(Dataset entries)
------------

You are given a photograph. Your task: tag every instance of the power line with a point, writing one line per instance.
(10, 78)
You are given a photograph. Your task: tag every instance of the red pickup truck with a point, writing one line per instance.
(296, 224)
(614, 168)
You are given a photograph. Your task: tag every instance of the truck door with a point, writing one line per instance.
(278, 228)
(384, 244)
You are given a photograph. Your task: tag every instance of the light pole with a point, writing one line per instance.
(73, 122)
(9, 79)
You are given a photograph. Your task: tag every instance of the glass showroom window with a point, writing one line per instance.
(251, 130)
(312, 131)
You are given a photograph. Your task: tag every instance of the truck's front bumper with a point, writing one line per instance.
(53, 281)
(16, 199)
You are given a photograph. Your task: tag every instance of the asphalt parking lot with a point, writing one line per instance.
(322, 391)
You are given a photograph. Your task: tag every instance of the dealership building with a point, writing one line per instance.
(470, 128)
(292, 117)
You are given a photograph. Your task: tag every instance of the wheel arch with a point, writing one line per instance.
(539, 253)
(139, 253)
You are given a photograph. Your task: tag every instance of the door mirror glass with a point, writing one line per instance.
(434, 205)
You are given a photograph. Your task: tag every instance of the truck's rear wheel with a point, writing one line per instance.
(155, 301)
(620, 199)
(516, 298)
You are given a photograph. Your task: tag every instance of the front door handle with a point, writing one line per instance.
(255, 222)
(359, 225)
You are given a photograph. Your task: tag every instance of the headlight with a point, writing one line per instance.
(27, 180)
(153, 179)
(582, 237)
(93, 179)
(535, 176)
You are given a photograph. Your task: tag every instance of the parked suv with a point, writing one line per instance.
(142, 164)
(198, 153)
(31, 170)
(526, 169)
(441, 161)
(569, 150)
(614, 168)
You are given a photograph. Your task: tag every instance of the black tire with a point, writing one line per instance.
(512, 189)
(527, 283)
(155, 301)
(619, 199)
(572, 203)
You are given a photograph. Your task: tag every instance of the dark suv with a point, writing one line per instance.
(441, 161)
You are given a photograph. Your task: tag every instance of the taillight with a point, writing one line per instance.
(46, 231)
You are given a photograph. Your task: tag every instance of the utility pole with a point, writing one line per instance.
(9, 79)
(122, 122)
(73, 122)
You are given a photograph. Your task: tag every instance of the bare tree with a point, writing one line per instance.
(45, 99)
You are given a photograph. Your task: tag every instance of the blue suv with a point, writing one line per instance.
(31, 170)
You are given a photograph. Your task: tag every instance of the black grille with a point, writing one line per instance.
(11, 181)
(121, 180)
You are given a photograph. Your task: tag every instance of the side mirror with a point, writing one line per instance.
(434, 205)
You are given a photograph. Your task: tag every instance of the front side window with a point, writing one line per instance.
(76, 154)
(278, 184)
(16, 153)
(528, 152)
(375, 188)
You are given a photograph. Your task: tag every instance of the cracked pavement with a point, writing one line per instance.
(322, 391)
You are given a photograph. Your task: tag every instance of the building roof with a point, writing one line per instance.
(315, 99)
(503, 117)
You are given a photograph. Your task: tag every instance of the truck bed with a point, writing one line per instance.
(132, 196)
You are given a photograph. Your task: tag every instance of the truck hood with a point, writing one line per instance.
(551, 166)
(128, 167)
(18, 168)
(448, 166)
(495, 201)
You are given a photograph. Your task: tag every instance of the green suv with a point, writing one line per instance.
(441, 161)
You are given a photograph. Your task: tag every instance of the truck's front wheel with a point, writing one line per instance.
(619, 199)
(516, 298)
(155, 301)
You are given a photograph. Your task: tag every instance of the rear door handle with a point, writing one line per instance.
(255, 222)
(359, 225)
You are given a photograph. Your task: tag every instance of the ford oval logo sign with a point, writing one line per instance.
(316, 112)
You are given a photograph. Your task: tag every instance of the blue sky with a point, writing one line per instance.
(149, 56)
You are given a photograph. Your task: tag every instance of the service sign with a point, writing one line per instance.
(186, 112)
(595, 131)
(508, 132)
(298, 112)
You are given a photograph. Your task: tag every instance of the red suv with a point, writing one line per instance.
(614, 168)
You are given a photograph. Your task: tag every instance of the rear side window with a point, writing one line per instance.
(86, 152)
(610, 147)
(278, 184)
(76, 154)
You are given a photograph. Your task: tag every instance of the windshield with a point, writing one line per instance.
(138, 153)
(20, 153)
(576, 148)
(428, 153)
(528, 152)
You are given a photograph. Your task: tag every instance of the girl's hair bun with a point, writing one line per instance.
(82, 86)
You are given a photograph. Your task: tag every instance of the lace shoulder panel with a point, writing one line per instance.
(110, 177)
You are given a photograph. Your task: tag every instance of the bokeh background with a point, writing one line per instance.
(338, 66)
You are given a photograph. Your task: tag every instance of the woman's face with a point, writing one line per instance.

------------

◆ Aim ◆
Each line from the one containing "the red suv" to the final line of the entries above must be returned exactly, and no other line may appear.

◆ Problem solution ◆
You are given a photograph. Your task: tag every instance of the red suv with a point, writing one line per instance.
(614, 168)
You are given a photograph. Your task: tag every instance of the rear side window with a point, writing one line per instance.
(86, 152)
(610, 147)
(278, 184)
(76, 154)
You are given a photograph. Your task: tag every instance of the windshield with a point, writing one line per instance.
(138, 153)
(20, 153)
(576, 148)
(428, 153)
(528, 152)
You are given a photograph. Your task: tag every instance of the girl's hair bun with a point, writing one line per instance.
(82, 86)
You are given a photograph. Your task: tag every instance of the lace shoulder panel with a point, writing one line per instance.
(110, 177)
You are given a photograph. Your task: tag every instance of the bokeh background with a point, writing one line per instance.
(338, 66)
You are given a photograph. Your task: tag every instance of the woman's face with a point, writing one line per instance.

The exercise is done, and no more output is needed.